* [EXERCISE]:
Which lines of the records below contain the string "rear"? Report each of them.

DATA FOR THIS TASK: Begin

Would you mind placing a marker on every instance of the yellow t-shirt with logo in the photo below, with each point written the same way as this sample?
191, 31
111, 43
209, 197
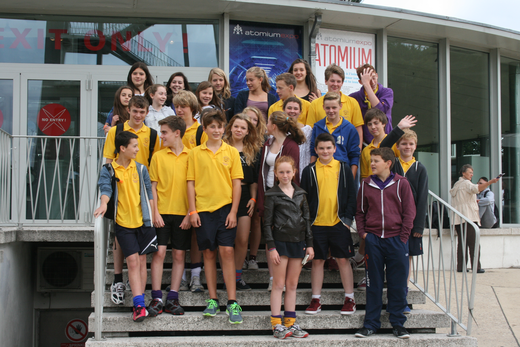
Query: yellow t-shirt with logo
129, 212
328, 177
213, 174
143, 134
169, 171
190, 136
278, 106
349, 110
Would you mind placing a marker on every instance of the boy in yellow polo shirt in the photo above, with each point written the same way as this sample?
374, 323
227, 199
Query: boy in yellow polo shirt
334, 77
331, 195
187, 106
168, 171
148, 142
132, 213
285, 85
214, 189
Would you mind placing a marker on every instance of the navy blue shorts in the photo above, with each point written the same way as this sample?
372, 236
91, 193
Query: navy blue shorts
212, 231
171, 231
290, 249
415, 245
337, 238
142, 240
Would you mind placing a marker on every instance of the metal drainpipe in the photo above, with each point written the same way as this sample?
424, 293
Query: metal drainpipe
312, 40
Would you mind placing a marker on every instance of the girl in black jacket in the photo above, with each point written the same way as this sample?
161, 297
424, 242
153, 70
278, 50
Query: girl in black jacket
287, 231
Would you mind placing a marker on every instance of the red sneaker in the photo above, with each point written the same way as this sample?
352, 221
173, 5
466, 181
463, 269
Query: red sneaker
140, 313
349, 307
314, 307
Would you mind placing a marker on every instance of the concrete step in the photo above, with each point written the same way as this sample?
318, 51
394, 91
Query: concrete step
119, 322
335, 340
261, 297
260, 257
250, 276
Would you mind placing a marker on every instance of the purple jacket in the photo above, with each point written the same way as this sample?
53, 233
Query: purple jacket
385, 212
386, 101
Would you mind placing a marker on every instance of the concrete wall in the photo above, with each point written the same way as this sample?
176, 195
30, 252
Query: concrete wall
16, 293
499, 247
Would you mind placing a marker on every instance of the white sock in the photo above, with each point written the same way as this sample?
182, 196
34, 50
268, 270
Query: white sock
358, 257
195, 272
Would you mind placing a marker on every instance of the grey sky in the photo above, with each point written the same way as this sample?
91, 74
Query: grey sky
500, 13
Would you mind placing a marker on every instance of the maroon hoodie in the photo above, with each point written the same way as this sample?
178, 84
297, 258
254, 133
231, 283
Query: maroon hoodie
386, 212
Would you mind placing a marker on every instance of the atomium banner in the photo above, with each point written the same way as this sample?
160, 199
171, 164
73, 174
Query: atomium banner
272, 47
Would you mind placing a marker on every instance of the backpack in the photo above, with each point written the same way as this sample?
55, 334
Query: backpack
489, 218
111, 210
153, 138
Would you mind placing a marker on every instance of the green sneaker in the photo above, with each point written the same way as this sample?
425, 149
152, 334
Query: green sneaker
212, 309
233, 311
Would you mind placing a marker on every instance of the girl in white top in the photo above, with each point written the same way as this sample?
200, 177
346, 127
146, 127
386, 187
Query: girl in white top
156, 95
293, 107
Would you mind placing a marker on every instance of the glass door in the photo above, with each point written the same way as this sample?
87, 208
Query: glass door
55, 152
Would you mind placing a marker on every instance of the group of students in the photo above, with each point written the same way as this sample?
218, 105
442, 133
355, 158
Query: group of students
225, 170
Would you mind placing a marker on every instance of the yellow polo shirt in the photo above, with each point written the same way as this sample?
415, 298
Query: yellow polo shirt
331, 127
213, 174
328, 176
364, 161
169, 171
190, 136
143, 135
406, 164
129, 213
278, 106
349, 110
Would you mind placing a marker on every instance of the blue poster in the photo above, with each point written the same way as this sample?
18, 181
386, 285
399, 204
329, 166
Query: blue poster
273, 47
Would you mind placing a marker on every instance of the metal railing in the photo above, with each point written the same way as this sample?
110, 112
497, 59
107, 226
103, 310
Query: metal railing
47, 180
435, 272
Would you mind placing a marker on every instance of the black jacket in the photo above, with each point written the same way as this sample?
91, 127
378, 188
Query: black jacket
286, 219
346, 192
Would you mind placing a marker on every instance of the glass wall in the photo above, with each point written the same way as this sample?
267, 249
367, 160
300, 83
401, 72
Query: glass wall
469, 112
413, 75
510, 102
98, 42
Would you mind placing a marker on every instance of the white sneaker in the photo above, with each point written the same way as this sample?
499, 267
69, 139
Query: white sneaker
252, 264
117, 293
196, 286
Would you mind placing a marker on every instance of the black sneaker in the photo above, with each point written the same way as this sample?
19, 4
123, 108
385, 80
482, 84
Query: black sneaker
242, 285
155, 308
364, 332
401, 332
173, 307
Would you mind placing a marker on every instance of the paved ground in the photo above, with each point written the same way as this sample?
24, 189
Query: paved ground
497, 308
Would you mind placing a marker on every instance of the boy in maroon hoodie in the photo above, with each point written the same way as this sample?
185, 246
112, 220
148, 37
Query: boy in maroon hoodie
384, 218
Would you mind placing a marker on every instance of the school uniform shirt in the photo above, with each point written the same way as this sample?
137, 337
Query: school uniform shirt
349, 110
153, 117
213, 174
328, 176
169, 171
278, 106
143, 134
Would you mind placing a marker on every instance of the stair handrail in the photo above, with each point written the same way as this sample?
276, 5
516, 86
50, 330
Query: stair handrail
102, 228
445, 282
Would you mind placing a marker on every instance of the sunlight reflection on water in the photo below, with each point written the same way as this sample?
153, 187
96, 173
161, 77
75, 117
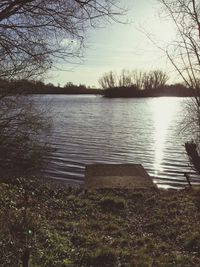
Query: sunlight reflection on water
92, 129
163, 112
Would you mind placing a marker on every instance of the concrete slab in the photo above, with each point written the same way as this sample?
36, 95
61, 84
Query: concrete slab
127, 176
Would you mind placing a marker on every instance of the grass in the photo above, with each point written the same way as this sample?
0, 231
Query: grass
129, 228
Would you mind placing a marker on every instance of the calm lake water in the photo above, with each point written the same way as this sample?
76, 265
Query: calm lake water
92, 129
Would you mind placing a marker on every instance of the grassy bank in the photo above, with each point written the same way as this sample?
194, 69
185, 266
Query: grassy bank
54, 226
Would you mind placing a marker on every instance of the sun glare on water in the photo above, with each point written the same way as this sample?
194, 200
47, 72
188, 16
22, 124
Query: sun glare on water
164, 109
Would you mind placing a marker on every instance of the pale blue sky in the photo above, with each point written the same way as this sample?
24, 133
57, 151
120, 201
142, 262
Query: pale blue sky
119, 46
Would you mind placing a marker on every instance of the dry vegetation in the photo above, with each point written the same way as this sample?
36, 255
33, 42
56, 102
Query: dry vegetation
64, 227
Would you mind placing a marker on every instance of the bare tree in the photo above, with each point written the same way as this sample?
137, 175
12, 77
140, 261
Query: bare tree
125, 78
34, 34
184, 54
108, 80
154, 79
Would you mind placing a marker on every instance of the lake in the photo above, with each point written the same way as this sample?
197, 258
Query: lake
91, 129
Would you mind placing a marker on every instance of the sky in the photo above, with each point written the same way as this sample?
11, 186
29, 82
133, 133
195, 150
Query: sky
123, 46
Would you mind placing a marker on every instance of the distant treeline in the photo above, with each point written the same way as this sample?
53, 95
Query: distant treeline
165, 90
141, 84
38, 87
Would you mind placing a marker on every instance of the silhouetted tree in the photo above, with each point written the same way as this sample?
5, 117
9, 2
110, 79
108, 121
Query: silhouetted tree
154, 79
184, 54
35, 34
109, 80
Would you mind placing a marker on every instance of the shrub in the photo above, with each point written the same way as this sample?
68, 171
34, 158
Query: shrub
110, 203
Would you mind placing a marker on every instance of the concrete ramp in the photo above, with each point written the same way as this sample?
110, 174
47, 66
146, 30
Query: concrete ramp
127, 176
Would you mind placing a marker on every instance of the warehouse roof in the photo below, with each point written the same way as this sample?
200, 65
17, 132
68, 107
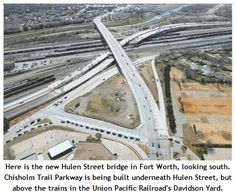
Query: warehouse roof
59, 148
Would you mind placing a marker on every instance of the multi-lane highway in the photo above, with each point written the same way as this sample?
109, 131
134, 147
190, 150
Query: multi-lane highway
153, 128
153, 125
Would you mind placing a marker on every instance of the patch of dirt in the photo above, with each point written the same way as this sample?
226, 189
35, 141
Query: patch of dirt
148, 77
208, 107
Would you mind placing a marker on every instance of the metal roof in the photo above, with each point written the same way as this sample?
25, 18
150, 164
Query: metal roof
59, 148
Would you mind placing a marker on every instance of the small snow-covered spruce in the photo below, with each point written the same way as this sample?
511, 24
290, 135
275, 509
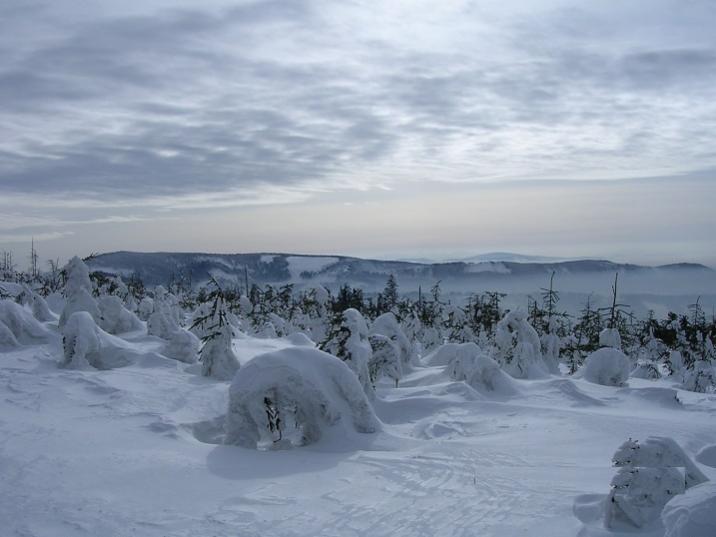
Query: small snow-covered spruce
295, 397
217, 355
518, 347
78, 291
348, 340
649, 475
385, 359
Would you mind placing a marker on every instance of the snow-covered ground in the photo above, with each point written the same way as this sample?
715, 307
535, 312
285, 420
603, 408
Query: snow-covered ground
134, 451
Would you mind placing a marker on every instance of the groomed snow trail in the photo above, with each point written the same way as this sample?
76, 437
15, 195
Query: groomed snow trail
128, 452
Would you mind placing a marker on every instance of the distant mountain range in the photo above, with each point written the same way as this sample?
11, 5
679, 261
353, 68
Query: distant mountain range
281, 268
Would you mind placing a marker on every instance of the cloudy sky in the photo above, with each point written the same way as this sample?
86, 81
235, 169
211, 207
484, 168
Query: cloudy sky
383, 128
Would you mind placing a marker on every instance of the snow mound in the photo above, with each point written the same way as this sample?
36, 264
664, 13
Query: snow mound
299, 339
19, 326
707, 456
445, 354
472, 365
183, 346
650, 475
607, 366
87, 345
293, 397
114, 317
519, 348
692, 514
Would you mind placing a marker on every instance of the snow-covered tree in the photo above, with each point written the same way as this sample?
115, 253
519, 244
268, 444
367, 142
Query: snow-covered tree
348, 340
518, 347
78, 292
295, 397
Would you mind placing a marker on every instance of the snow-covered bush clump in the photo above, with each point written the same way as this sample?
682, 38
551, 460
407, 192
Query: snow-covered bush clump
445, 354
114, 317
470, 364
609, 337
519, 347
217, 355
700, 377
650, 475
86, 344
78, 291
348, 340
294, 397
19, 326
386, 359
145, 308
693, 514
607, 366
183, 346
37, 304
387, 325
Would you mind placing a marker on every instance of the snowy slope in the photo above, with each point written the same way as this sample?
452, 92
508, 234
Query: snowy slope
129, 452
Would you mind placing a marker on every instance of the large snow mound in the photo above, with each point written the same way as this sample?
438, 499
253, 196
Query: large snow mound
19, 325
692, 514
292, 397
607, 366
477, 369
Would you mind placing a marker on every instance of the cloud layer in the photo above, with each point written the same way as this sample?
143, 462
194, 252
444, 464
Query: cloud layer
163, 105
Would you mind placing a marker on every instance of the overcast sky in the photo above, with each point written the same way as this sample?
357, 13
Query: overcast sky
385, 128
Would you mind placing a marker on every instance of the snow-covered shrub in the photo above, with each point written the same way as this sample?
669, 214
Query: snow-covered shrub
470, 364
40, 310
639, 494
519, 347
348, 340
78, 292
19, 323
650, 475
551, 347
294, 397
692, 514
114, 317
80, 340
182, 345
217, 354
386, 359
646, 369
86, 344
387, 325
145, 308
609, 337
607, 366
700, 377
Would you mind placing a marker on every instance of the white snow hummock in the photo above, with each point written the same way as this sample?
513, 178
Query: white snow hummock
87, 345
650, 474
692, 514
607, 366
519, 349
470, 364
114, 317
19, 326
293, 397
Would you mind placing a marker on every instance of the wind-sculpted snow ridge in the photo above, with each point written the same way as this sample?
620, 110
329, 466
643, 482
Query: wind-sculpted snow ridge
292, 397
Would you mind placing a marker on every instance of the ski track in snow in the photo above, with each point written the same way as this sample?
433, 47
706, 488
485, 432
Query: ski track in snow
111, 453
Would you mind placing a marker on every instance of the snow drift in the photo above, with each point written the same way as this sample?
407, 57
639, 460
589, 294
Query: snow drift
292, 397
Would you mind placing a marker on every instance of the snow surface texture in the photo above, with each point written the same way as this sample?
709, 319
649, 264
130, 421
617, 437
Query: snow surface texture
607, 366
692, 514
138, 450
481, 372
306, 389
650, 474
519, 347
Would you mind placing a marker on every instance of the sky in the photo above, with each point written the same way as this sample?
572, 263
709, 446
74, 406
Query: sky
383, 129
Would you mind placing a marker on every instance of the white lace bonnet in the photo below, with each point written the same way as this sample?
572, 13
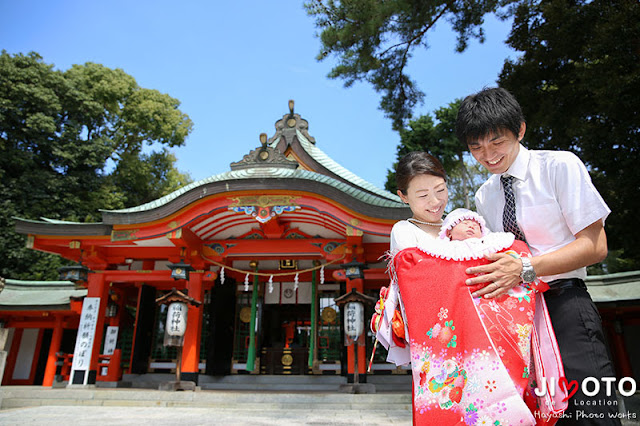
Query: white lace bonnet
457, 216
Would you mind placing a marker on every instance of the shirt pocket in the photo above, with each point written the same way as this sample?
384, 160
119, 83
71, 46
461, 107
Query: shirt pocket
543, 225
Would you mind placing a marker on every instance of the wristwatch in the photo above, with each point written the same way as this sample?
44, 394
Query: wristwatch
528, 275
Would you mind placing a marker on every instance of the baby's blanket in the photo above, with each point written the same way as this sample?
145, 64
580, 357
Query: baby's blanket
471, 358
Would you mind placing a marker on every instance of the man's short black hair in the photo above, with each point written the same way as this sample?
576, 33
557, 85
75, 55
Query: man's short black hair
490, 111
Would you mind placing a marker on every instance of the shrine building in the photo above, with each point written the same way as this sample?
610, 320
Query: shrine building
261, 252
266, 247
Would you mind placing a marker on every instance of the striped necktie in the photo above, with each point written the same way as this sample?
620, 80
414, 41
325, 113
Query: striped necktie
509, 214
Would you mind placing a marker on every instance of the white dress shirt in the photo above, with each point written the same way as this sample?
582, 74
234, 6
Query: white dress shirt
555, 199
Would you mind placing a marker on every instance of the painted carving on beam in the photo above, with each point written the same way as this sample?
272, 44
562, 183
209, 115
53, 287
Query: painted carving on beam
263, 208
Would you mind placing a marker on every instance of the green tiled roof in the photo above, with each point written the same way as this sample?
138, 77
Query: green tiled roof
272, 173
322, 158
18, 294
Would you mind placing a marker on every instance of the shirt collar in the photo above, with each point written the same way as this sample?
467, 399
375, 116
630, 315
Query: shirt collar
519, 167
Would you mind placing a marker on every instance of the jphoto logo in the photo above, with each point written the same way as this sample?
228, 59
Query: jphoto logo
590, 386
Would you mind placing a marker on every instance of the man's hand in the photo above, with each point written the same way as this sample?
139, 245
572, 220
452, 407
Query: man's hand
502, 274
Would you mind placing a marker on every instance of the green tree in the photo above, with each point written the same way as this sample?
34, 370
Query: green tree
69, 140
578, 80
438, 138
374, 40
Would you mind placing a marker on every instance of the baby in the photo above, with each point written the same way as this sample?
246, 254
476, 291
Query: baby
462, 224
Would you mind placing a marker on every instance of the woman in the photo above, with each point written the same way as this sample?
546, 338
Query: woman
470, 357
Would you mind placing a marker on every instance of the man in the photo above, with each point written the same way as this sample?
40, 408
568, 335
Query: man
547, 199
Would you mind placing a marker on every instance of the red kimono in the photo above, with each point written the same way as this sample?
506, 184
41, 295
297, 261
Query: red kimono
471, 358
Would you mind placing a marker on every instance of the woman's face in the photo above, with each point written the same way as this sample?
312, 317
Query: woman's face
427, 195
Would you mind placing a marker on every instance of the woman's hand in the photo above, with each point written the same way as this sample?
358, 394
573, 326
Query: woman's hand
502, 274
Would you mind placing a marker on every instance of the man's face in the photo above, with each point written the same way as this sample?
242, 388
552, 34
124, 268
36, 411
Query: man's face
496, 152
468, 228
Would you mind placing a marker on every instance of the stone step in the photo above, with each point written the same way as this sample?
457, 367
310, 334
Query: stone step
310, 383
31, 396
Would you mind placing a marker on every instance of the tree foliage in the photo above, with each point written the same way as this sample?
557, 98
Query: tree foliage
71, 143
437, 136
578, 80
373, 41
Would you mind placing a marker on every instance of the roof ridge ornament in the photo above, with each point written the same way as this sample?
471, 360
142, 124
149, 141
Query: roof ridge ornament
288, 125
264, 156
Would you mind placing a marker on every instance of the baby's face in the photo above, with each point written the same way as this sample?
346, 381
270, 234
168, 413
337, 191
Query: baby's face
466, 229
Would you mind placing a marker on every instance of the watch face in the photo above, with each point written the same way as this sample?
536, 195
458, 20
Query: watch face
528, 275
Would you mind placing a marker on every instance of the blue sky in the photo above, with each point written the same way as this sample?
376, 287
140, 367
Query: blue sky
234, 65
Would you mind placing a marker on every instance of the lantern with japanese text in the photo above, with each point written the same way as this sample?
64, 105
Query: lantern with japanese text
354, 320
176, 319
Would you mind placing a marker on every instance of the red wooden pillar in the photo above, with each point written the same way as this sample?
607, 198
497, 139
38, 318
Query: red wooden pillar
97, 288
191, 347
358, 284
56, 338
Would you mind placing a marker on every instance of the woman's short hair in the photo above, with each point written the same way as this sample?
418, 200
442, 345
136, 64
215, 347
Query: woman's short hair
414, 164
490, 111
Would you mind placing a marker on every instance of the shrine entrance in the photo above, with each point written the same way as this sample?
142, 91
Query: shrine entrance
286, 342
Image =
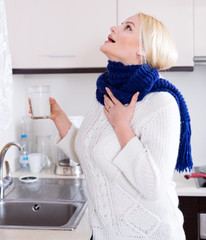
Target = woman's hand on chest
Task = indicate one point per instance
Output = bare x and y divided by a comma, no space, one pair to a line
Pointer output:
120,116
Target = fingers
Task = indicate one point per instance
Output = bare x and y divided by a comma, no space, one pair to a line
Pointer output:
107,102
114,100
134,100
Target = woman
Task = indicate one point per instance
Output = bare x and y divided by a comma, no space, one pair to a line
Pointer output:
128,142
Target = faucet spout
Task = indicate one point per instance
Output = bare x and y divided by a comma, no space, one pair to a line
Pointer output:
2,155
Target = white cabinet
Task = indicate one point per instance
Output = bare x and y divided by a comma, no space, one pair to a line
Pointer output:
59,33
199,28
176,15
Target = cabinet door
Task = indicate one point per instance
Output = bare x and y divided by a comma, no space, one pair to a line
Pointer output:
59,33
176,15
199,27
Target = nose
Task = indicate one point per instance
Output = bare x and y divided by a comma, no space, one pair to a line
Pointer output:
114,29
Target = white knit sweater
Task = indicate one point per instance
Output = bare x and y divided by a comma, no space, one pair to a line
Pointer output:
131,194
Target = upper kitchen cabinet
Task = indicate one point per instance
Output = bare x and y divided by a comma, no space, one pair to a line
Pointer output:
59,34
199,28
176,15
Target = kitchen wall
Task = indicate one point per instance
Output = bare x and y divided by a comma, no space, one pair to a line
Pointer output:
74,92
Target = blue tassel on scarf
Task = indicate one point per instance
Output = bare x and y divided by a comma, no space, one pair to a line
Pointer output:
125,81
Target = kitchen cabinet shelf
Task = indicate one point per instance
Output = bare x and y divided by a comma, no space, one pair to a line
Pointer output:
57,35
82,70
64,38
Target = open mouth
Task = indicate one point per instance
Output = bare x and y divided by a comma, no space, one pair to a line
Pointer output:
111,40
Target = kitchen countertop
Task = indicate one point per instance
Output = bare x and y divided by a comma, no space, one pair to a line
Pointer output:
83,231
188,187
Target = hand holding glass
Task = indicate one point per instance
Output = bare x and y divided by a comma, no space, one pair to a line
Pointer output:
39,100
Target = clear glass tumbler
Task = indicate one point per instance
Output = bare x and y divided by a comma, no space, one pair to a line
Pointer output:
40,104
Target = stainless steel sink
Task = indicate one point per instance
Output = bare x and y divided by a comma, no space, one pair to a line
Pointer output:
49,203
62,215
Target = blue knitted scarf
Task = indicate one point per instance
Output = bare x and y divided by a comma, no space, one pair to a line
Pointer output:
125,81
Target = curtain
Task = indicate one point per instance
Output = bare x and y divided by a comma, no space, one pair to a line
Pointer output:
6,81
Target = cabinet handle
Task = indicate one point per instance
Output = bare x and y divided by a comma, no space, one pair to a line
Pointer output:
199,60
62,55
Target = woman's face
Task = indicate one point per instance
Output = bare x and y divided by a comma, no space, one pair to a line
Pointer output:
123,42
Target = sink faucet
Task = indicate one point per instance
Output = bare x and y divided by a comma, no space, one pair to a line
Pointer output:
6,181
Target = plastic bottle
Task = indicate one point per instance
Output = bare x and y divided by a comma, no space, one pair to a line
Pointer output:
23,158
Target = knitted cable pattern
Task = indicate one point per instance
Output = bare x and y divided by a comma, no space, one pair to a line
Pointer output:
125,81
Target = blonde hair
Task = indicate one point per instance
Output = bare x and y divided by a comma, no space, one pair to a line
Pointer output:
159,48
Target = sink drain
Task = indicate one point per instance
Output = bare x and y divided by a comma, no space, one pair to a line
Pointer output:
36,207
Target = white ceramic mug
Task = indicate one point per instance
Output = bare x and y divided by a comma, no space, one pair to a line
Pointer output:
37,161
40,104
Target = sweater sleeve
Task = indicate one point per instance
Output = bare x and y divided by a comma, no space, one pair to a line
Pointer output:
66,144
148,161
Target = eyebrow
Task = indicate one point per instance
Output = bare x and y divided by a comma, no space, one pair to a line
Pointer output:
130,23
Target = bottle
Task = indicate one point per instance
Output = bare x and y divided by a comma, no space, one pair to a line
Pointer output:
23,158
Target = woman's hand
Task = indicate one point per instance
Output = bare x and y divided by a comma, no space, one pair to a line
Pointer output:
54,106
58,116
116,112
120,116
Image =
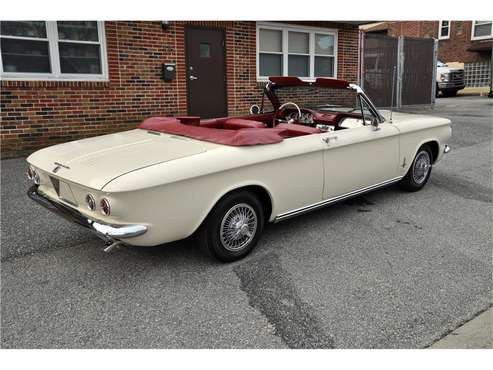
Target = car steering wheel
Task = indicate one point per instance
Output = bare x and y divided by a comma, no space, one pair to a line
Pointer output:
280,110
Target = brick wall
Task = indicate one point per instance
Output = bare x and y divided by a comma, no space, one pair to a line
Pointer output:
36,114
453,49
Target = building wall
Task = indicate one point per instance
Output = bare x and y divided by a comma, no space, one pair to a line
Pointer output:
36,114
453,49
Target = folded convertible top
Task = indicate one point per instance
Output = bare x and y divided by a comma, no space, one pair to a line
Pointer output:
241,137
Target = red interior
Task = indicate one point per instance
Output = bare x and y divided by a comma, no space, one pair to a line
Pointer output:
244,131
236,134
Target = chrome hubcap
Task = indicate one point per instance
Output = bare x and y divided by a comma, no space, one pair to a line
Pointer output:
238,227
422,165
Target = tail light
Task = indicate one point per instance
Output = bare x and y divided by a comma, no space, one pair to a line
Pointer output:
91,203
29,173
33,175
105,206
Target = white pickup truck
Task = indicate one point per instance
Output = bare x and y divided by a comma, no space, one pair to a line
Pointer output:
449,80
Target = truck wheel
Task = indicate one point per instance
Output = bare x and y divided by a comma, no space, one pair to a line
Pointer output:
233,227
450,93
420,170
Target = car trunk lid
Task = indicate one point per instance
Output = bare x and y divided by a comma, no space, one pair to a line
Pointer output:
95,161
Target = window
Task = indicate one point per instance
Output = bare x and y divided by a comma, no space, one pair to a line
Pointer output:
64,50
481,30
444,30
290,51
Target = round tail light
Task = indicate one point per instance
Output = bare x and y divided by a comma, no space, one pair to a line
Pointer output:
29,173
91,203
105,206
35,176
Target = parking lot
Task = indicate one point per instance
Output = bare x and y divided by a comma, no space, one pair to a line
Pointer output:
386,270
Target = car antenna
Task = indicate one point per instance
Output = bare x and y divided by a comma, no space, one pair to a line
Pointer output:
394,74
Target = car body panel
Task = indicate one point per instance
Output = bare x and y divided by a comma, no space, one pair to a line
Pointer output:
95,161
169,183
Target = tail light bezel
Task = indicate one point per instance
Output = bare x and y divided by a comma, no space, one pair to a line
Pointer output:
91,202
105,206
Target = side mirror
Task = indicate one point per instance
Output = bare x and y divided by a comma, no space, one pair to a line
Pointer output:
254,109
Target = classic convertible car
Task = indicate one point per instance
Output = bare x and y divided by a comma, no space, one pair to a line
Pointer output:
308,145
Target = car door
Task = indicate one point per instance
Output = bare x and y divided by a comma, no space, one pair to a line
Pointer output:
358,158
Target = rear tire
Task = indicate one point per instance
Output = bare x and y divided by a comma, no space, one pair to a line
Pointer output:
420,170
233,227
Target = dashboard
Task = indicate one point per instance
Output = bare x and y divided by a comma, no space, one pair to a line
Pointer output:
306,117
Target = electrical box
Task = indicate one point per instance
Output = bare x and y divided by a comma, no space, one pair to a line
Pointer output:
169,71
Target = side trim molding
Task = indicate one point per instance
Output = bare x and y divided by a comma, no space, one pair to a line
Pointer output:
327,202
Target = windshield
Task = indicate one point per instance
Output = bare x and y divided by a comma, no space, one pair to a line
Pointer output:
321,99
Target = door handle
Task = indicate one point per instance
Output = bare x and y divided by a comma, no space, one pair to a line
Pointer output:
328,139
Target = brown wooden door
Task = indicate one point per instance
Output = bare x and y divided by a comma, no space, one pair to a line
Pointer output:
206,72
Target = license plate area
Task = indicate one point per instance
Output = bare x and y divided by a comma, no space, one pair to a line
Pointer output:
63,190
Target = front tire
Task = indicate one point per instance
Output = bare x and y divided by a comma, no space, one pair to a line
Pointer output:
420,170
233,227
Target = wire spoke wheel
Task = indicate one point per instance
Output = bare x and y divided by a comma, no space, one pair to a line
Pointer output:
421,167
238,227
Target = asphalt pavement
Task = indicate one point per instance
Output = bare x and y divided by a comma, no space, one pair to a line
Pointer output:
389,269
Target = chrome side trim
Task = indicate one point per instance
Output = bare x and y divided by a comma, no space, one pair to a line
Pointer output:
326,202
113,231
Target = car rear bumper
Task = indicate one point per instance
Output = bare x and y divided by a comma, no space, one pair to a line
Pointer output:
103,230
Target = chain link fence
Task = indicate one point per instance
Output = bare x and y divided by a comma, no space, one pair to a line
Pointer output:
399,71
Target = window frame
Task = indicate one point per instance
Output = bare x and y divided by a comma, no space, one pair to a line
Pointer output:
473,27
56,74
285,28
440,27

DATA FOR THIS TASK: End

* [OUTPUT FOR THIS TASK]:
Target = rear tire
Target = car rear bumper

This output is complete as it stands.